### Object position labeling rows
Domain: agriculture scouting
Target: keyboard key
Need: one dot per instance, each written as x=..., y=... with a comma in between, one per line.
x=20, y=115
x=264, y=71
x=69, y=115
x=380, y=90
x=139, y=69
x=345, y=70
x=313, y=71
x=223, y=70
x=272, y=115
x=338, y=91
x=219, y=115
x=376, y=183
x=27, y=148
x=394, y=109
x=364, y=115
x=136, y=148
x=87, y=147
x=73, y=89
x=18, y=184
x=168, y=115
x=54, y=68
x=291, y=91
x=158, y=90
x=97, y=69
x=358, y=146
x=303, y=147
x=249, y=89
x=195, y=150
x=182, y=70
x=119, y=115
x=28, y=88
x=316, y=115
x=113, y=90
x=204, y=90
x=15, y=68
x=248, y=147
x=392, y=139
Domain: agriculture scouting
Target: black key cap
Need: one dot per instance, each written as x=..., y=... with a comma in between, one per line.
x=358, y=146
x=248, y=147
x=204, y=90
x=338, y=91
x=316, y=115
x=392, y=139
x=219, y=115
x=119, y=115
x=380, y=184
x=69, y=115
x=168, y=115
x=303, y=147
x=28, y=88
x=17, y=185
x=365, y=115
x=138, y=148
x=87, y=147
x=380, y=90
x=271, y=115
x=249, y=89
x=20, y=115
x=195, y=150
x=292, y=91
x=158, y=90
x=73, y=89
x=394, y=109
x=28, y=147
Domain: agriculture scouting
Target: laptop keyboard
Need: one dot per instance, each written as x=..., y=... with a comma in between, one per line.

### Task prompt
Write out all of the rows above once more, keeping every character the same.

### Written reply
Domain: agriculture scouting
Target: keyboard key
Need: one dot per instance, each written as x=..., y=... with a comma in between, one per line.
x=20, y=115
x=264, y=71
x=69, y=115
x=380, y=90
x=139, y=69
x=345, y=70
x=313, y=71
x=223, y=70
x=272, y=115
x=338, y=91
x=219, y=115
x=376, y=183
x=27, y=148
x=394, y=109
x=364, y=115
x=136, y=148
x=87, y=147
x=73, y=89
x=18, y=184
x=168, y=115
x=54, y=68
x=291, y=91
x=158, y=90
x=97, y=69
x=358, y=146
x=303, y=147
x=249, y=89
x=195, y=150
x=182, y=70
x=119, y=115
x=28, y=88
x=316, y=115
x=113, y=90
x=204, y=90
x=15, y=68
x=248, y=147
x=392, y=139
Domain: agriculture scouting
Target: black key cap
Need: one dot per instance, each written as x=..., y=... with a comma in between, one per line.
x=358, y=146
x=248, y=147
x=204, y=90
x=338, y=91
x=316, y=115
x=392, y=139
x=219, y=115
x=119, y=115
x=380, y=184
x=69, y=115
x=168, y=115
x=303, y=147
x=28, y=88
x=17, y=185
x=365, y=115
x=138, y=148
x=87, y=147
x=380, y=90
x=271, y=115
x=249, y=89
x=20, y=115
x=195, y=150
x=292, y=91
x=158, y=90
x=73, y=89
x=394, y=109
x=28, y=147
Domain: agriculture scouting
Target: laptop keyboard
Need: one dot per instance, each written as x=..., y=... with a comma in between, one per line.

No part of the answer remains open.